**Tasks and exercises:**
1. In the passage on vapor management valves, what kind of material does the storage canister typically contain?
2. Pick up the passage on vapor management valves after its final sentence and continue it.

**Text excerpt:**
........

The present invention relates to devices of the type known as vapor management valves (VMV) which are employed for controlling purge flow of fuel tank vapor from a storage canister to the intake manifold of an internal combustion engine. Such devices are employed in light motor vehicles where evaporation of tank fuel is prevented in the engine off condition by collection of the fuel vapors in a storage canister, typically of the type containing adsorbent granular charcoal.

Known VMVs provide an electrically operated bleed valve (EVR) for bleeding atmospheric air to a signal pressure chamber supplied with intake manifold vacuum for providing a vacuum control signal to one side of a pressure responsive diaphragm. The diaphragm operates a regulator valve member for controlling vapor flow between an inlet connected to the vapor storage canister and an outlet connected to the engine intake manifold. The diaphragm is preloaded by a spring to bias the diaphragm valve member closed preventing vapor flow to the engine manifold until a predetermined pressure differential is experienced by the diaphragm. An example of such a known VMV is that shown and described in U.S. Pat. No. 5,277,167.

........

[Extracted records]
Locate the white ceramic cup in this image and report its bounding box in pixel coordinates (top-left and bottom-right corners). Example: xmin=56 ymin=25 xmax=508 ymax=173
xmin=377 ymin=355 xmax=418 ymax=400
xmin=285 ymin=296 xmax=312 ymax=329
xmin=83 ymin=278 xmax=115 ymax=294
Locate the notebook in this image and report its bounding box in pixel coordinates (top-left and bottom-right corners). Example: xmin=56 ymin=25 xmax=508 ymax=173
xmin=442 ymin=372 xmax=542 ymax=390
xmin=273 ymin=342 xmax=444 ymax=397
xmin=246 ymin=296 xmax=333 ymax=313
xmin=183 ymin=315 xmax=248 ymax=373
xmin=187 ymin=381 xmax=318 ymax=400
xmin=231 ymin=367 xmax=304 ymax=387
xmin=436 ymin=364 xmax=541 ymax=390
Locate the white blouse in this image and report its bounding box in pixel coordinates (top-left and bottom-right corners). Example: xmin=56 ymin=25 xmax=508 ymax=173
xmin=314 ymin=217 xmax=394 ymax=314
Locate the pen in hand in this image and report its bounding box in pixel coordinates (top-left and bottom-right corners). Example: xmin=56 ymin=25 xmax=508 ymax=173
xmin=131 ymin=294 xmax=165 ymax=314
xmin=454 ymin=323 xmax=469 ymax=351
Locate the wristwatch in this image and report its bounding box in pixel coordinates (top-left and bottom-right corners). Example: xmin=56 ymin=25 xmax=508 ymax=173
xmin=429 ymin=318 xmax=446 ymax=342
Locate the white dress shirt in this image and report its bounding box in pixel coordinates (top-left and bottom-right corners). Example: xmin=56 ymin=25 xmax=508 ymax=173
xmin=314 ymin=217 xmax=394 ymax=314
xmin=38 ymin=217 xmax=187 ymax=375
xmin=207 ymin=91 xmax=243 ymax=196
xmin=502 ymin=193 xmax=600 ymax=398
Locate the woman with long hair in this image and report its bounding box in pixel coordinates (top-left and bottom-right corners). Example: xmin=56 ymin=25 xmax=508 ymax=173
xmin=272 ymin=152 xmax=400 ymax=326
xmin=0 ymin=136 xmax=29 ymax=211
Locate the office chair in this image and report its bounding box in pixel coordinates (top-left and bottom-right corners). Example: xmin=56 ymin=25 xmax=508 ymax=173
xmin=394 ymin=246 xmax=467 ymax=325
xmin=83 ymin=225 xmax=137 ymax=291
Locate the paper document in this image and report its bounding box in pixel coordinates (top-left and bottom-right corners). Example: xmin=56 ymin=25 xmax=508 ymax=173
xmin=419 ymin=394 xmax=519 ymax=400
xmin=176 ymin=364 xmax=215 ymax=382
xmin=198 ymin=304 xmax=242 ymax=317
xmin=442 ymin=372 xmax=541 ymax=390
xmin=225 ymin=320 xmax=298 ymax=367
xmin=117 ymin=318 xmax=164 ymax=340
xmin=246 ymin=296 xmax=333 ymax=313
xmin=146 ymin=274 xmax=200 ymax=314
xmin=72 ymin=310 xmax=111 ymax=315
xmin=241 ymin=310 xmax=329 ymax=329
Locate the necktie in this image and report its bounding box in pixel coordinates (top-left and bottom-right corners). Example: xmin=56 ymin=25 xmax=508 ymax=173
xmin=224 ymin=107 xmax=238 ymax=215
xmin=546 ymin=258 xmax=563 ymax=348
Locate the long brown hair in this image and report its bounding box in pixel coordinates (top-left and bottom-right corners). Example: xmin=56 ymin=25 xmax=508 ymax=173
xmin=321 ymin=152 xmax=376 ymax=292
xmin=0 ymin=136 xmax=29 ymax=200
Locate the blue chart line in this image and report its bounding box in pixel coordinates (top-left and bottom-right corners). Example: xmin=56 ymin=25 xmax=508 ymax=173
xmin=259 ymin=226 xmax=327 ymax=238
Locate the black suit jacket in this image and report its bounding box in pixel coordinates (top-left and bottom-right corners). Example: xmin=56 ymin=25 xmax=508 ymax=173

........

**Task-by-task answers:**
1. Adsorbent granular charcoal.

2.
Referring to FIG. 1, the known valve assembly indicated generally at 1 has an EVR indicated generally at 2 which controls atmospheric vent flow through a filter 5 and coil passage 3 to an outlet passage 4 which supplies air flow through an inlet passage 6 of a vacuum pressure signal chamber 8 which is supplied with engine manifold vacuum through a connector 10 and a single bleed orifice 12.

The pressure in chamber 8 is applied to one side of a pressure responsive diaphragm 14 which moves a regulator valve member 16 with respect to a valve seat 17 for controlling flow between vacuum connector 18 connected to the engine intake manifold and a fuel vapor purge inlet connector 20 connected to a fuel vapor canister 22 which is connected to a fuel tank 24. Diaphragm 14 is preloaded by a spring 26 to prevent opening of the valve 19 until a predetermined pressure differential exists across the diaphragm 14 in a manner well known in the art.

In the aforesaid known type of VMV, it has been found that the vacuum flow rate out of the vacuum pressure signal chamber increases with increasing engine manifold vacuum. At high engine manifold vacuum levels (reduced manifold absolute pressure), when a critical pressure ratio has been reached across the flow restricting orifice provided in the vacuum signal port, sonic flow choking or limiting occurs in the port thereby preventing further increases in flow with increasing engine manifold vacuum. For proper purge flow, it has been desired to provide a VMV having the properties that the atmospheric bleed flow increases with increasing vacuum (decreasing manifold absolute pressure) throughout the range of manifold pressures experienced during engine operation without the occurrence of sonic flow choking.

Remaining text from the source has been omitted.